Please output the entries below exactly as they are.

*** Records shown Section Begins ***

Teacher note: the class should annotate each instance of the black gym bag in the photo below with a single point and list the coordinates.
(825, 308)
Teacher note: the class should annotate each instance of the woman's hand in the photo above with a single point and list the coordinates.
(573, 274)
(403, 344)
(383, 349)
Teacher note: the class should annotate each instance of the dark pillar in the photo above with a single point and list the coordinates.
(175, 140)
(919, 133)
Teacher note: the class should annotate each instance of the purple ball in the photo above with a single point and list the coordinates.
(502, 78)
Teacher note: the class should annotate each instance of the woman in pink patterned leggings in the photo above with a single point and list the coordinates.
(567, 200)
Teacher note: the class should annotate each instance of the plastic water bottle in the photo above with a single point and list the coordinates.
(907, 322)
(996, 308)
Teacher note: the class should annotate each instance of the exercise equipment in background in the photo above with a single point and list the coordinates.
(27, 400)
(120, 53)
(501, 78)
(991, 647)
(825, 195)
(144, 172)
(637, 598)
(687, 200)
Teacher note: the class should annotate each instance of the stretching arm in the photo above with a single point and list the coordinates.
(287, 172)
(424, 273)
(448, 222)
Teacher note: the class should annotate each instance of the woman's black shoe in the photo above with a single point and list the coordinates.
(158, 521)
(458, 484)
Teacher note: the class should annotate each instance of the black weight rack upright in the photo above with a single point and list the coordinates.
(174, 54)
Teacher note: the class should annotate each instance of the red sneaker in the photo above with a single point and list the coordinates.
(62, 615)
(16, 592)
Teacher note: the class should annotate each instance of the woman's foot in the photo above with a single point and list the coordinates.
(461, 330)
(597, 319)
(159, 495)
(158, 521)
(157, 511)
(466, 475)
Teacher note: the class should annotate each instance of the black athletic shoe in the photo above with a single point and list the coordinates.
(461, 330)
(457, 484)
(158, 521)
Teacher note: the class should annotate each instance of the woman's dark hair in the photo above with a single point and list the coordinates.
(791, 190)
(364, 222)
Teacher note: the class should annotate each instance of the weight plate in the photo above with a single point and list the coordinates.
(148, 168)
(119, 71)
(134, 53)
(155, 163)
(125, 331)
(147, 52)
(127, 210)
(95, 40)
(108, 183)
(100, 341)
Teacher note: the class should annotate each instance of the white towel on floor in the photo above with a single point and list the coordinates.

*** Records shown Section Ends ***

- _Answer for the task_
Teacher note: the class should annotate each instance of the black gym bag in the photo below with a single point and list the coordinates.
(825, 308)
Teacher note: the class should annotate each instance of the woman's hand in the photo above with a single point and list the coordinates.
(573, 274)
(403, 344)
(383, 349)
Teacher note: the class should annotate each instance of the dark pillar in the photo above with a single point and list the coordinates.
(175, 140)
(919, 133)
Teacher note: the class should annotate each instance of the purple ball in the photo above with a single point and list the coordinates.
(502, 78)
Teacher note: the class should annotate each instance of the woman in pink patterned leggings in the photo above with a single point and list the coordinates.
(567, 200)
Teacher note: the class should annotate each instance of the plastic water bottle in the photo above with a single point and list the coordinates.
(907, 322)
(996, 308)
Teacher note: the class should annotate each instance of the exercise equipment in background in the photo above with a single point and list the coordinates.
(27, 400)
(120, 53)
(501, 78)
(991, 647)
(825, 195)
(144, 172)
(637, 598)
(687, 200)
Teacher note: the class should annotate each instance of the stretching arm in the photo above with a single point and list the coordinates.
(287, 172)
(424, 273)
(448, 222)
Teacher note: the class should annotate each instance of the woman's black shoe in the photo above with a single point and list the coordinates.
(158, 521)
(458, 484)
Teacher note: the class should annotate each instance of the black weight rack upright in the photo above with a single point and list the coordinates.
(174, 54)
Teacher note: the class should annotate each instance of the red sneaker in the photo above with a single point and list the coordinates.
(62, 615)
(16, 592)
Teacher note: the class should annotate each instance of the woman's foot in the photo above with a single point and list the coordinates.
(461, 330)
(597, 319)
(159, 495)
(158, 521)
(157, 511)
(466, 475)
Teacher note: the class should annotate each instance of the black athletic shoe in the photo above with a single point and list the coordinates.
(461, 330)
(457, 484)
(158, 521)
Teacher note: the class should annotate each instance of the woman's dark hair in the photo above with a single point and list the coordinates.
(791, 190)
(364, 222)
Teacher note: the class should annotate each instance of the weight plate in the photo above with a single point and list the coordinates.
(148, 168)
(119, 71)
(134, 53)
(155, 163)
(125, 331)
(147, 52)
(127, 210)
(95, 40)
(108, 183)
(100, 341)
Teacher note: the class should annotate each instance of the white towel on floor in the photo above with a single point and list the coordinates.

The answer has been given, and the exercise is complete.